▶ _Work to be completed_: Write the records out again, keeping each line exactly as it is.

▶ _Provided records_:
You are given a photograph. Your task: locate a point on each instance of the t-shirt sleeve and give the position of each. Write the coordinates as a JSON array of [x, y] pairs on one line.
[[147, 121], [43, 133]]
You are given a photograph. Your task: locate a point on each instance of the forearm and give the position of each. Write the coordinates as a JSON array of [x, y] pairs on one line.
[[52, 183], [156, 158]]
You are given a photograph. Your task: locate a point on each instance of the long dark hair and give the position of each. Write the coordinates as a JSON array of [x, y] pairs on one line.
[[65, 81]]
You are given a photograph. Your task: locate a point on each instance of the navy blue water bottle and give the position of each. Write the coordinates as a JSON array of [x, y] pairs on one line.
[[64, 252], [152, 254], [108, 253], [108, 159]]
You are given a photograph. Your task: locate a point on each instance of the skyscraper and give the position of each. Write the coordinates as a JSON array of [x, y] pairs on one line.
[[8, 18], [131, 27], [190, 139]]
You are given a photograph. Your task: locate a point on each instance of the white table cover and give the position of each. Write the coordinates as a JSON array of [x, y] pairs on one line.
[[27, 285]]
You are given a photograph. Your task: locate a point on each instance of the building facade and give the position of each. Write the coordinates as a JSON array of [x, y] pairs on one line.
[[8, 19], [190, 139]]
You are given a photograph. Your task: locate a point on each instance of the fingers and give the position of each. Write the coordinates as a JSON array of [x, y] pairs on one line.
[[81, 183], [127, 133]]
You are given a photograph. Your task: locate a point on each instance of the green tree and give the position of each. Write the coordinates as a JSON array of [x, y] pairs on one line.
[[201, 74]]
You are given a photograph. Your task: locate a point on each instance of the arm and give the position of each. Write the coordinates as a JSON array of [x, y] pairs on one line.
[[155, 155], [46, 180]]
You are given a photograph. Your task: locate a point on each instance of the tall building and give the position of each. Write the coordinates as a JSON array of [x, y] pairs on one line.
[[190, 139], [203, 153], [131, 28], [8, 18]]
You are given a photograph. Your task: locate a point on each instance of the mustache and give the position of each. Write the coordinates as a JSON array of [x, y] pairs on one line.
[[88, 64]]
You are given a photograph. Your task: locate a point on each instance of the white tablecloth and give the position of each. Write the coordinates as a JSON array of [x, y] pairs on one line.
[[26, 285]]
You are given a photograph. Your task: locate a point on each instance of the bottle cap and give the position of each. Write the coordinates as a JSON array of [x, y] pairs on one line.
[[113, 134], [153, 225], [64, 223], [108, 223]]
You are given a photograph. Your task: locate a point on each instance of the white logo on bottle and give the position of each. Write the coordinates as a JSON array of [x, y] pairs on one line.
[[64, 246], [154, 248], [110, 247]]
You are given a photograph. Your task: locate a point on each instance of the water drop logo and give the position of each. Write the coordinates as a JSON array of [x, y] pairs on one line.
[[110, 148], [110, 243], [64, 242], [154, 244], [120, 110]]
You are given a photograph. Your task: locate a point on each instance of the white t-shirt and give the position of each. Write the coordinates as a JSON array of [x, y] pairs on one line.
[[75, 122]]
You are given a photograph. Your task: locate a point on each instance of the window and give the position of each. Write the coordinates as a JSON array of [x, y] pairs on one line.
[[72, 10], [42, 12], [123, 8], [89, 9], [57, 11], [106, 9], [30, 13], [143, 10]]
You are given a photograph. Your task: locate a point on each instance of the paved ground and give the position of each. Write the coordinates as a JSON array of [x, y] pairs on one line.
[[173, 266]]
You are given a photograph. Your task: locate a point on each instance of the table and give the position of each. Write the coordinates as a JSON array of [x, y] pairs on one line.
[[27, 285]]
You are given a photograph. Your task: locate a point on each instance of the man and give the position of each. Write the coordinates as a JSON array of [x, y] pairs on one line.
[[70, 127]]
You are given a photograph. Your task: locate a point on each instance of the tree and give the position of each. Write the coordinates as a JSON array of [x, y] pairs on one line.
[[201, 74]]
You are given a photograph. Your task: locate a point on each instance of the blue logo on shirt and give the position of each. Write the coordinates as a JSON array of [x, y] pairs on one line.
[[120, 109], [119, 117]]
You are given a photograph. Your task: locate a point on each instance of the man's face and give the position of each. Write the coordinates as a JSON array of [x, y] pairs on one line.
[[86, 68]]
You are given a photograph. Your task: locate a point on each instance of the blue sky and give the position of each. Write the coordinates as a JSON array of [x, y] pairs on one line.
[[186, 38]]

▶ _Completed exercise_:
You are given a photograph. Your task: locate a point on each instance of the t-shirt sleeve and give the position of each. Write the coordinates as a JSON array of [x, y] pairs on one line.
[[147, 121], [43, 133]]
You are given a photograph. Your task: locate a point on each instance of the forearm and give the position of each. Write the coordinates as a JSON array of [x, y] pairs on one line.
[[52, 183], [156, 158]]
You are given a photograph. Your task: locate a point on each instance of the long dark hair and give the position of each. Write the coordinates as a JSON array of [x, y] pairs on one line.
[[65, 81]]
You are given a photograph. Your task: locate a point on each instance of the navy blue water bottle and give the position of each. Write the coordinates as a JSON array of [x, y] pairs on one line.
[[64, 252], [152, 254], [108, 253], [108, 159]]
You are given a photograph. Your task: locate a point on each instance of the skyscraper and give the position of each. Write the coordinates as a JSON array of [x, y] pairs on one line.
[[8, 18], [131, 27], [190, 139]]
You are given a photograph. Your task: locate a point on each instance of the white table cover and give the position of each. Write the coordinates as a JSON array of [x, y] pairs on one line.
[[27, 285]]
You are given a photograph. Your task: locate a point on each instance of the building facade and give the position of each. Write the coordinates as a JSON array of [x, y] pairs on one line.
[[8, 19], [190, 139]]
You are given a photograph. Your task: locate a point on each instance of the fingers and give the position of each. Write the coordinates as a JSON array of [x, y] pairs on one line.
[[81, 183], [127, 133]]
You are given a photograph. Your task: locate a point on each instance of the green tree and give the position of each. Write the coordinates as a JSON array of [x, y] pairs on one line.
[[201, 74]]
You are given a photograph. Your task: locate a point on each instance of the arm and give the position of each. Write the coordinates as a JSON array of [x, y] pairs on one line.
[[155, 155], [46, 180]]
You are given a photograph. Your task: locate a point on each instance of the tall building and give the position of each. Write the coordinates as a JSON array of [x, y] pairs on one line.
[[190, 139], [203, 153], [131, 28], [8, 18]]
You are given a photograph. Your task: locate a point on each instance of the mustache and give the position of each. Write the coordinates as a JSON array of [x, y] pairs on one line.
[[88, 64]]
You are given a photograph. Your task: locate a point on each instance of the white tablecloth and give the position of each. Write the coordinates as a JSON array of [x, y] pairs on one line.
[[26, 285]]
You are given a photograph. Your task: locate a point on each instance of the bottle cap and give the position of each. Write the coordinates as a JSON array of [x, y] pairs on one line.
[[113, 134], [153, 225], [64, 223], [108, 223]]
You are given a photograph. Your task: locate a point on each instance of the white logo on bottle and give the position of each. Write the coordinates as a JSON array of [x, y] pairs on one line.
[[64, 246], [154, 248], [110, 247]]
You are given a photograph. Your task: locate a point on each instance of the water drop logo and give the position of each. Write the coordinates as a JSON array of [x, y] pairs on one line.
[[110, 148], [110, 243], [64, 242], [154, 244], [120, 110]]
You are given a photograph. Your task: locate a point on each instance of the white t-shirt and give the position of each. Write the coordinates as a JSON array of [x, y] pairs on one line.
[[75, 122]]
You are given a photograph. Your task: locate a point on each instance of the window and give the position of each. Write the coordinates as a JSON array of [x, y] pairs on one line.
[[72, 10], [42, 12], [123, 8], [89, 9], [57, 11], [106, 9], [30, 13], [143, 10]]
You are given a photograph. Your task: locate a point on each instance of the paved ground and give the position of each. Write the coordinates as a JSON array of [x, y] pairs on one line.
[[173, 266]]
You are given a photograph. Your task: locate a point on each instance of the table and give the position of each. Write the coordinates as a JSON array of [x, y] pairs on one line.
[[27, 285]]
You are given a photograph. Your task: locate a point on each instance of the man and give the position of each. Write the coordinates as a JSON array of [x, y] pairs on one line.
[[70, 127]]
You are given a photograph. Your task: locate a point on each instance of the tree and give the position of each. Write the coordinates as a JSON array of [x, y] pairs on one line.
[[201, 74]]
You are given a photograph. Your task: locate a point on each instance of the blue logo on shirt and give the position of each. Write the coordinates as a JSON array of [x, y] pairs on one line.
[[120, 109], [119, 117]]
You are given a photograph. Your task: locate a point on each instance of the man's face and give the position of each. Write the coordinates as a JSON array of [x, y] pairs on one line.
[[86, 68]]
You are given a photograph. Your task: locate a point on each instance of the blue sky and give the position of each. Write the coordinates as a JSON array of [x, y] pairs on one line.
[[186, 38]]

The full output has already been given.